JOB 1 =
In the agreement terms below, within how many business days must the full amount Interim receives from these payments be paid to Mosher?

The parties have agreed that if or when Interim receives either or both of
these payments, the full amount received will be paid to Mosher within five
(5) business days of receipt and such payment will be in addition to the
Purchase Price.

     6.     The Sellers will receive an additional payment of two (2) times
the Interim EBITDA for the year ended September 30, 2006, based upon the
amount that exceeds the Interim EBITDA for the year ended December 31, 2004,
25% of which shall be paid in cash and 75% of which shall be paid in shares of
Wizzard Common Stock that are "restricted securities" under Rule 144 of the
SEC ("Phase I Incentives").

     7.     The Sellers will also receive an additional payment of two (2)
times the Interim EBITDA for the year ended September 30, 2007, based upon the
amount that exceeds the Interim EBITDA for the year ended September 30, 2006,
25% of which shall be paid in cash and 75% of which shall be paid in shares of
Wizzard Common Stock that are "restricted securities" under Rule 144 of the
SEC ("Phase II Incentives").

     8.     The Sellers have executed a Lock-Up/Leak-Out Agreement with
respect to the Wizzard Common Stock.  Pursuant to the Lock-Up/Leak-Out
Agreement, the Sellers shall not be entitled to sell any Wizzard Common Stock
for a period of twelve (12) months from Closing of the Agreement or any of the
Phase I or Phase II Incentive payment Wizzard Common Stock for a period of
twelve (12) months from when any such Wizzard Common Stock is earned (the
"Lock-Up Periods").  Following the expiration of the applicable Lock-Up
Periods (the "Leak-Out Periods"), the Sellers shall be allowed to sell 1/12th
of the Sellers' shares of Wizzard Common Stock per month during the respective
Leak-Out Periods, computed on the basis of the total shares of Wizzard Common
Stock of the Sellers that can be sold at the applicable time under the
applicable Leak-Out Periods, on a non-cumulative basis, subject, however, to
the cancellation of a portion of such shares of Wizzard Common Stock by reason
of early termination by Mosher of her Employment Agreement, specifically,
under Section 10(f) thereof.

JOB 2 =
Recast everything in the records from the line containing "bird's tail, a" down to the end of the records as a Markdown table with columns Line and Entry, giving each row its number and leaving out blank lines.

GIVEN DATA =
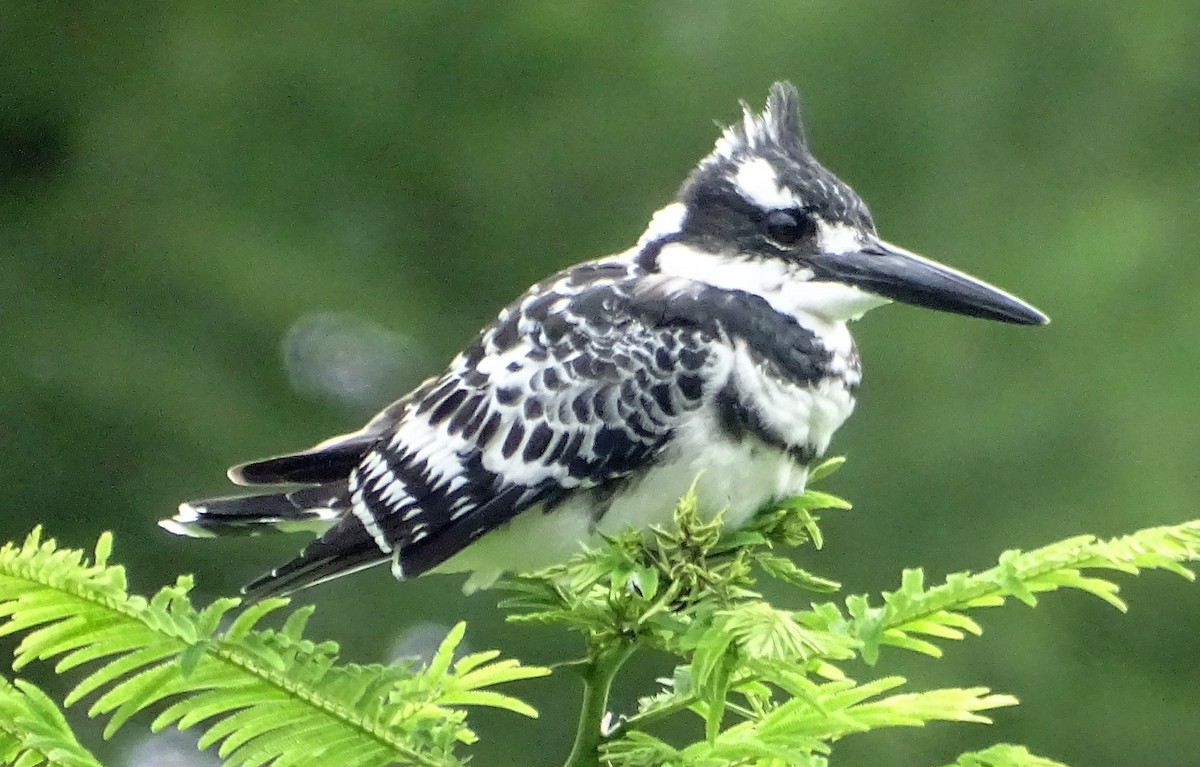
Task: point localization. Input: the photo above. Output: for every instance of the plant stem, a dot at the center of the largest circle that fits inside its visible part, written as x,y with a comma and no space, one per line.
598,676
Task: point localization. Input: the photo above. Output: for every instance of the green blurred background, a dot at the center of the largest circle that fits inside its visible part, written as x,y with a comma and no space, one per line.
232,229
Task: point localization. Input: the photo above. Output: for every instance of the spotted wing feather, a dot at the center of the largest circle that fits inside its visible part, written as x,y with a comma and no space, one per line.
569,389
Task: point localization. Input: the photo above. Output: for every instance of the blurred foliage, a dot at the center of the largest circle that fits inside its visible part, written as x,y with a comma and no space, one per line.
184,185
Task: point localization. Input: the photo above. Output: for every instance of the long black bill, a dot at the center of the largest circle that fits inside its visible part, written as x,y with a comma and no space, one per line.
891,271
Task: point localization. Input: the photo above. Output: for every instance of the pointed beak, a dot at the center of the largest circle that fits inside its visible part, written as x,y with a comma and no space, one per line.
893,273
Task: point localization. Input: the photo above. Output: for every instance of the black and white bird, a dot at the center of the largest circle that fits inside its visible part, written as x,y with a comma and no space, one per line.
714,348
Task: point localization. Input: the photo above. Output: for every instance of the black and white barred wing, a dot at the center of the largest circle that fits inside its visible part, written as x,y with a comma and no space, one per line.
569,390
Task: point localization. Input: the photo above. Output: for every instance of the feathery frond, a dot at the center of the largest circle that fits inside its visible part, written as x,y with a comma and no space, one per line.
263,696
34,731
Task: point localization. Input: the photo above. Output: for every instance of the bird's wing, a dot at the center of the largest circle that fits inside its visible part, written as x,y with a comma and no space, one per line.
570,388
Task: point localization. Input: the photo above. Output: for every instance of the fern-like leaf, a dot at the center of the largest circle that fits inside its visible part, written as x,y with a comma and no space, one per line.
263,696
913,616
34,731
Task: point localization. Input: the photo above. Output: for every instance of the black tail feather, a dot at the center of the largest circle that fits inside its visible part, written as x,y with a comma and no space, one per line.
311,509
329,461
345,549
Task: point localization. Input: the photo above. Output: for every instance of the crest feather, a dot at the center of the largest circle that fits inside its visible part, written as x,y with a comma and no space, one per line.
778,125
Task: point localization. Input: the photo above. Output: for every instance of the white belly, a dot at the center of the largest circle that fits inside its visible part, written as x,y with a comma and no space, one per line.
735,477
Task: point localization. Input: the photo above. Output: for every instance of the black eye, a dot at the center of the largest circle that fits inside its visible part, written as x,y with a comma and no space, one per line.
789,227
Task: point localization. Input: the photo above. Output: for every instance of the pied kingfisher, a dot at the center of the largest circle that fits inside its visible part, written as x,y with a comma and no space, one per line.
715,348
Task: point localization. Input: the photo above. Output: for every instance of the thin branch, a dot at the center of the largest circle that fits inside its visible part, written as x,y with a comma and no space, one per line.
598,677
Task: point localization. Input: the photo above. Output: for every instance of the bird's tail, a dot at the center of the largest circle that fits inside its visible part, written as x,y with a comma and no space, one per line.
309,509
324,468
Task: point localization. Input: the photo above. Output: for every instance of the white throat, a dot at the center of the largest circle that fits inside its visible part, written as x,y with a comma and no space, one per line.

CORRECT RESPONSE 1 =
Within five (5) business days of receipt.

CORRECT RESPONSE 2 =
| Line | Entry |
|---|---|
| 1 | Task: point localization. Input: the photo above. Output: for every instance of the bird's tail, a dot at the center of the largest circle that fits inside its visible part, written as x,y with a comma and no space, one per line. |
| 2 | 309,509 |
| 3 | 324,468 |
| 4 | Task: point localization. Input: the photo above. Output: for every instance of the white throat, a dot at the center of the largest circle that fits inside its visible part, written as x,y with a comma and no space, one per line. |